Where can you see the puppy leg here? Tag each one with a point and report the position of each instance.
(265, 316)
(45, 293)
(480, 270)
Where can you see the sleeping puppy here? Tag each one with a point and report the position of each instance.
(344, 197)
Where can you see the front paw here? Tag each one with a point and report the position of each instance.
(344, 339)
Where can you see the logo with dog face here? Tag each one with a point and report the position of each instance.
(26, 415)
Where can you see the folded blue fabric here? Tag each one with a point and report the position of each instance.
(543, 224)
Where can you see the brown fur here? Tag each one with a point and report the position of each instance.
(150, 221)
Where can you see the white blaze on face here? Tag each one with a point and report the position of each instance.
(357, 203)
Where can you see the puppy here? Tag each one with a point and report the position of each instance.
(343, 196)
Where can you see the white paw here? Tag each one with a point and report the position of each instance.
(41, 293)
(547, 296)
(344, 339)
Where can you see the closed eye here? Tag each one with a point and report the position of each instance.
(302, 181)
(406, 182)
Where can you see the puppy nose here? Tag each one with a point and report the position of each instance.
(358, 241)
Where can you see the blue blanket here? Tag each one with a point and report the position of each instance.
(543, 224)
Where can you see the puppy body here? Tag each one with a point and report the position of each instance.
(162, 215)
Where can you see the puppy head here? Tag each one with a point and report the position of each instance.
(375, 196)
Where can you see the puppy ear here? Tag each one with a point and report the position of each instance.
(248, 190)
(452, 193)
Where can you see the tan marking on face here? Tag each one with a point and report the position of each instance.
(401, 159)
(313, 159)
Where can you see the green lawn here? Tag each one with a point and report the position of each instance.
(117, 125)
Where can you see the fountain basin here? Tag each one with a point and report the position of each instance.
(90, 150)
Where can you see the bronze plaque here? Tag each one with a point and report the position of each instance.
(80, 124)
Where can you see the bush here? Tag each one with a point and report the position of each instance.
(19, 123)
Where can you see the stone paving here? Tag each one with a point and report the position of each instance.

************

** YOUR TASK **
Retype all of the lines shown above, keeping each one exact.

** ANSWER SECTION **
Where can you see the puppy leg here? Tag each one with a point and report the position of each instance.
(265, 316)
(45, 293)
(480, 270)
Where can you see the sleeping puppy here? Tag each one with a point and report the position of each instance.
(344, 197)
Where can you see the front paw here? Tag each one with a point and report the position of each instance.
(344, 339)
Where can you see the logo with dog face here? Tag each one with a point and report the position of each instance.
(26, 415)
Where can you see the folded blue fabric here? Tag each one with a point and report the position of each instance.
(543, 224)
Where can you see the brown fur here? Tag each one with a point and report the position of each instance.
(150, 221)
Where can you see the white blaze on face here? Tag each one with a point and report the position of each instance.
(357, 203)
Where can you see the puppy here? Tag each one with a point and report the position of each instance.
(343, 196)
Where can you see the white paw here? Tag each one with a point and report the position of each instance.
(41, 293)
(547, 296)
(344, 339)
Where can you see the closed eye here? Tag each one with a point and report the position of each instance.
(302, 181)
(406, 182)
Where can you see the puppy nose here? Tag each one with a point and report the position of each instance.
(358, 241)
Where can you see the blue blanket here? Tag each one with a point and report the position of each instance.
(543, 224)
Where can you see the puppy body here? Tag each one with a point and report the position of each instance.
(162, 215)
Where can you see the puppy head here? Tag each one with a point and report the position of each instance.
(375, 196)
Where can you see the puppy ear here? Tag each one with a point and report the position of each instance.
(248, 190)
(452, 193)
Where can you see the tan marking on face here? Tag each one with a point and report the position of each instance.
(401, 159)
(313, 159)
Where can you see the green lawn here? Tag each one with a point and report the position of each instance.
(117, 125)
Where can you see the fountain basin here? Tag each one with a point and report the position of each instance.
(90, 150)
Where can you see the bronze plaque here? Tag each one with a point and report the position of each instance.
(80, 124)
Where can you see the bush here? Tag each one with a point and report the position of each instance.
(19, 123)
Where can you see the stone paving here? Tag each one with a point and report the position of each instance.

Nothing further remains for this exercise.